** Document passage **
This is not New York, this is Tel Aviv. This is where we know ourselves, because we don’t know what we will become. Where a night taking the one bus becomes the one night we acted like we were number one. Yes the night life is always face up, so we put our drinks down. Why not be young and free in the foreign priceless memories of a person’s early twenties. We have our youth, we are single, and we can choose to do whatever we want. Who cares if Jerusalem encourages us to wear sleeves.

This is the city of Tel Aviv, who were they to know anything about us as we jog down the streets and pass on wearing a sports bra. Who are they to know what the context of our character consist of? We are here to be ourselves regardless of the fact that if we stop to take a breath from running we wind up unintentionally racking up a guy’s number without even wanting it.

No I don’t think I’ll be texting you my name. It’s just too Israeli, it’s just so Tel Aviv. It’s too forward when you aren’t even in the mood. But we just keep pressing on like a soldier. We are fearless, and there’s a proud pace to our steps. But we can’t stop running, and the silence remembers that we are still that little afraid girl.

** Stored records **
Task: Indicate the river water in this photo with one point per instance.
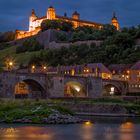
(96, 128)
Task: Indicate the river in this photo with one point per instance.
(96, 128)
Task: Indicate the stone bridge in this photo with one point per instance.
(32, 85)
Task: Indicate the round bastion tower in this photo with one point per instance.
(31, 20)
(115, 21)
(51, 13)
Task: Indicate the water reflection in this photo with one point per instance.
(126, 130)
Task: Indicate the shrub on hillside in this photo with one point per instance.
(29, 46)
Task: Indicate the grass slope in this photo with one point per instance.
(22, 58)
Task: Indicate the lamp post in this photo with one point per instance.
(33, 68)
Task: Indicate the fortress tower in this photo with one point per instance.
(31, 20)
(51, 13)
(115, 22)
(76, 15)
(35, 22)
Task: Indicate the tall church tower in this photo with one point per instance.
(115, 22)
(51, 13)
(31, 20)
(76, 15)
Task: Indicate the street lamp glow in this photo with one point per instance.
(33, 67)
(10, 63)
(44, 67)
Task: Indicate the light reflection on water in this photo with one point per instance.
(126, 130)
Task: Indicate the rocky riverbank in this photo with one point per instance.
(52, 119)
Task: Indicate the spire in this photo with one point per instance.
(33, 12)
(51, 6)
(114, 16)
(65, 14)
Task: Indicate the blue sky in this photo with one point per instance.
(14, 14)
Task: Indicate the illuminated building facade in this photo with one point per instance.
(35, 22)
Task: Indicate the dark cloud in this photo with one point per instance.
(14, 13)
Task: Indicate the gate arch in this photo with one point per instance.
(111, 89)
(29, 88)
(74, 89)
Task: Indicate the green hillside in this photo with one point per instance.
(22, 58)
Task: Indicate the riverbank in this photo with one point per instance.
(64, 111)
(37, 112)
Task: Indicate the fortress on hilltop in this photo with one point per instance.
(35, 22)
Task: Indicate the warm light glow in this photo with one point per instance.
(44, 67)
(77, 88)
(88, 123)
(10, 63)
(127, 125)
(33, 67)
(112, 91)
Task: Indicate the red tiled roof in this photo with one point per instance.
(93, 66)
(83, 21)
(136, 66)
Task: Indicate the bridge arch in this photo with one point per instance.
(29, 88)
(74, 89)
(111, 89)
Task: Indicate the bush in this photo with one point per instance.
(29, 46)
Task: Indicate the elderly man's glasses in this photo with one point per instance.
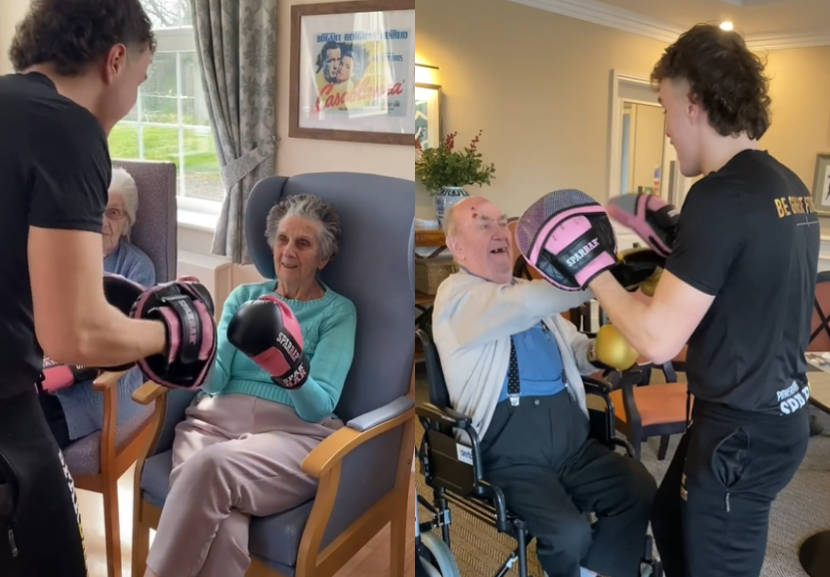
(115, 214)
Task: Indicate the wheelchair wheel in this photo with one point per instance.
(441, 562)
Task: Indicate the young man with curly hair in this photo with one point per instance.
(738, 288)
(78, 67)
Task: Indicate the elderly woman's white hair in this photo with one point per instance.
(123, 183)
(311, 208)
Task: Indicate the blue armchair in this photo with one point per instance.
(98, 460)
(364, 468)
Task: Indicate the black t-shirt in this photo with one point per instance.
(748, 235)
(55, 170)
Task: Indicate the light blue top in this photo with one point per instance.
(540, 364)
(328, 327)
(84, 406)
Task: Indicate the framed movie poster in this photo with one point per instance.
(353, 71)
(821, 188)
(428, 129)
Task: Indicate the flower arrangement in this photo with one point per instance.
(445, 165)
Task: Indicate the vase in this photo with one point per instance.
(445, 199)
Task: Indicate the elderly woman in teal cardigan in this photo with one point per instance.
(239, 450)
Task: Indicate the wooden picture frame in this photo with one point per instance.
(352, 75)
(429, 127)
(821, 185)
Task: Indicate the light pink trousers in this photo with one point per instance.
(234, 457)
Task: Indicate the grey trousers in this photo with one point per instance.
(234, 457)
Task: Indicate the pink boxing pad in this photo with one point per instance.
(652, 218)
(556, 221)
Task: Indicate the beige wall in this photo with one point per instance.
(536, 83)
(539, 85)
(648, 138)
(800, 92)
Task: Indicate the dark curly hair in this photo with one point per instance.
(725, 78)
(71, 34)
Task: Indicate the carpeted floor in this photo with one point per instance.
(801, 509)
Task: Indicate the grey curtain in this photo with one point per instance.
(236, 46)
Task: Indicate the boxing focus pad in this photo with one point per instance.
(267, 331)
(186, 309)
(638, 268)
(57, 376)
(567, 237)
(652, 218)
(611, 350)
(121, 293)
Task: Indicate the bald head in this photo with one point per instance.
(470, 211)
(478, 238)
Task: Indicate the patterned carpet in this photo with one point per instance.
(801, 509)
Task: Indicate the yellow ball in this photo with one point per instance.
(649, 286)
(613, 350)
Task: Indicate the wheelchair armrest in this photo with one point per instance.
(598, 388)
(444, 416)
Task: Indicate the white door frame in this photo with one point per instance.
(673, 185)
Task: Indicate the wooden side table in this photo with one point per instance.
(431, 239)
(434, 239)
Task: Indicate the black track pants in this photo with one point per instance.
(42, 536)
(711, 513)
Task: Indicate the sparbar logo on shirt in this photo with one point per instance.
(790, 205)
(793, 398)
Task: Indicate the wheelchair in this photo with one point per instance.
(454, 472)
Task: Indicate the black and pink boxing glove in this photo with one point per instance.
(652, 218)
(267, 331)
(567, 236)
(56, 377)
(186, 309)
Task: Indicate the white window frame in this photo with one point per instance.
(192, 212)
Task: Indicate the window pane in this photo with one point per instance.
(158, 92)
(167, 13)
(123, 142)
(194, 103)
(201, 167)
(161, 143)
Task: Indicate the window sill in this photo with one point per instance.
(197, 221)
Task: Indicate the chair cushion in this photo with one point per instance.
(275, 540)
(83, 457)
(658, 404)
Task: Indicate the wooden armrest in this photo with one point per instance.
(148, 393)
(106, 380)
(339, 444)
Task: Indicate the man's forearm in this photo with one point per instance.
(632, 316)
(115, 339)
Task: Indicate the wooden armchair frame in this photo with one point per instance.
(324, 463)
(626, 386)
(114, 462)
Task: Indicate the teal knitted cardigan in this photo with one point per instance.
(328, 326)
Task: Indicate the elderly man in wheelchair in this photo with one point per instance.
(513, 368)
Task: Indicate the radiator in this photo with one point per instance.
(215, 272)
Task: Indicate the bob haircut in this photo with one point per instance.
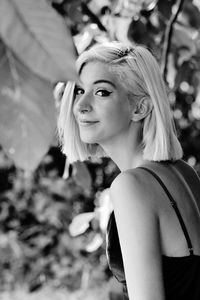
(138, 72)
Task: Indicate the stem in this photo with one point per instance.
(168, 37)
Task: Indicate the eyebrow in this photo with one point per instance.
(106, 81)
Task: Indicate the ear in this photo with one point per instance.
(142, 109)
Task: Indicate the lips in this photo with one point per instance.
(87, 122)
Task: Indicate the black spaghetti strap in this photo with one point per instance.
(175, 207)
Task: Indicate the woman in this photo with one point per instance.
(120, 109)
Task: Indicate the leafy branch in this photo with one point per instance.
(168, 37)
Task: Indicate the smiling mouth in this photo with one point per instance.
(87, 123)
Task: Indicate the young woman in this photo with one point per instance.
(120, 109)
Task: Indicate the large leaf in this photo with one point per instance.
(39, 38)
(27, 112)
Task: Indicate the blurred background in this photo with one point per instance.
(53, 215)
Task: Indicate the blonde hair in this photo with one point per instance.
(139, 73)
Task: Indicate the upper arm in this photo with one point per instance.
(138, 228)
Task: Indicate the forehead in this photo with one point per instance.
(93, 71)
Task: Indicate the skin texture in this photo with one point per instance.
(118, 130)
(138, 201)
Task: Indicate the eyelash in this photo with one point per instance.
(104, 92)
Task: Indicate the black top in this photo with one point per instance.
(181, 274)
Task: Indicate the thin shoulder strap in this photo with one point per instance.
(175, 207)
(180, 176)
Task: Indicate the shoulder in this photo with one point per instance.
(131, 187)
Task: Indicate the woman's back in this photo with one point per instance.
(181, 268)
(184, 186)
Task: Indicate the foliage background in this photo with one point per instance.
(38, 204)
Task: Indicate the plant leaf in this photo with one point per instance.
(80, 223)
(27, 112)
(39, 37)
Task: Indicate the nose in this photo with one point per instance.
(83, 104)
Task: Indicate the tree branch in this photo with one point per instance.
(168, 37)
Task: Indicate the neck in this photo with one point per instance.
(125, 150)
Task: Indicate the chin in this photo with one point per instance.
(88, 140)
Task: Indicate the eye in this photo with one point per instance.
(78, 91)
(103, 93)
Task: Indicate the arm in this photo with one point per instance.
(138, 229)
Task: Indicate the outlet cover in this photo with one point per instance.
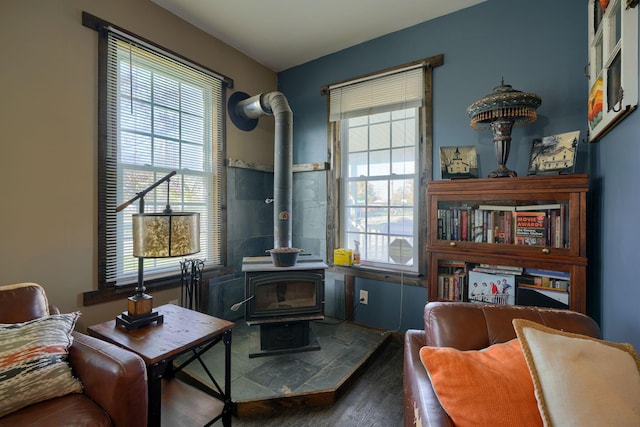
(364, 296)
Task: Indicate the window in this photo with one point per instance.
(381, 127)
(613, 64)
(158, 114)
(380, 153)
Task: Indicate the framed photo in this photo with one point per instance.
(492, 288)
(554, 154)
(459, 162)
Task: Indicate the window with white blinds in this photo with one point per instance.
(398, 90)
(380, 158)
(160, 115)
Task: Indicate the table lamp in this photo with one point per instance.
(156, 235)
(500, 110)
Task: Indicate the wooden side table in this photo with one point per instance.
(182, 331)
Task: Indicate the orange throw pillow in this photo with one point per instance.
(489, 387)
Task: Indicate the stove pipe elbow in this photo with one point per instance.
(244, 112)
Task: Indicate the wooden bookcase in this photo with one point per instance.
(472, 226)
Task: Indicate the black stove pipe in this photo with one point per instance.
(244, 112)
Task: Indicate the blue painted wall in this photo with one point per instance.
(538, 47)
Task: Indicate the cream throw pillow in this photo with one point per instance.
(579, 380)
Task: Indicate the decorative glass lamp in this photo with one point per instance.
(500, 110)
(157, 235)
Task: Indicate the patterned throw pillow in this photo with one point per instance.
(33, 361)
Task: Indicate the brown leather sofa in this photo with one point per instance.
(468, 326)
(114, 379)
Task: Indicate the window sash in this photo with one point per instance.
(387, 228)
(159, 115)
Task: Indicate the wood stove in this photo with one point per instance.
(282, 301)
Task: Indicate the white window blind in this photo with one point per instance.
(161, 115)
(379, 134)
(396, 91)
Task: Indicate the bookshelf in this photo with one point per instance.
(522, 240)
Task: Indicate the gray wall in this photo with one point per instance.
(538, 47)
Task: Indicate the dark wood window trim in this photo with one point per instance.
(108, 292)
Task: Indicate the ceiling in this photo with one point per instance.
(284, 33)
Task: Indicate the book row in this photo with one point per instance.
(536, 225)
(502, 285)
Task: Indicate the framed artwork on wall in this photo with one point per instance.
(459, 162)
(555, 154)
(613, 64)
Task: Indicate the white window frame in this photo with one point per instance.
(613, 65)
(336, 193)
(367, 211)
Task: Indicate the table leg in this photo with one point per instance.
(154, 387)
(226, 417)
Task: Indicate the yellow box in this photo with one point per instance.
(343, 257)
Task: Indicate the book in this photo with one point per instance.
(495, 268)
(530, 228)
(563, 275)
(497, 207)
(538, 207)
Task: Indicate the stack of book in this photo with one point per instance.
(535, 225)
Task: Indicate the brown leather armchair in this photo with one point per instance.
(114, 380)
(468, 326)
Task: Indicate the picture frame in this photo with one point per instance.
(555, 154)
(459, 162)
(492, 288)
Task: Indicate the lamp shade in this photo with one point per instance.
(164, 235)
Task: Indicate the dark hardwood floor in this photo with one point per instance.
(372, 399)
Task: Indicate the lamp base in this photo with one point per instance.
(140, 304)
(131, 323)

** Problems **
• a. Copy the part of the Tel Aviv passage that begins with the words containing "This is the" and ends with "even wanting it.".
• b. Answer these questions using the Tel Aviv passage:
(i) Which city does the passage say encourages "us" to wear sleeves?
(ii) According to the passage, what happens if "we" stop running to take a breath?
(iii) What does the speaker say they will not be texting?
• c. Rewrite as a short bulleted list the paragraph of the Tel Aviv passage that begins "No I don't think I'll be texting you my name."

** The answers **
• a.
This is the city of Tel Aviv, who were they to know anything about us as we jog down the streets and pass on wearing a sports bra. Who are they to know what the context of our character consist of? We are here to be ourselves regardless of the fact that if we stop to take a breath from running we wind up unintentionally racking up a guy’s number without even wanting it.

• b.
(i) Jerusalem.
(ii) "We" unintentionally end up with a guy's number without even wanting it.
(iii) Their name.

• c.
- The speaker won't text their name to the person addressed.
- Doing so feels too Israeli, too Tel Aviv, and too forward when not in the mood.
- "We" keep pressing on like a soldier, fearless, with a proud pace.
- Yet "we" can't stop running, and the silence remembers that "we" are still that little afraid girl.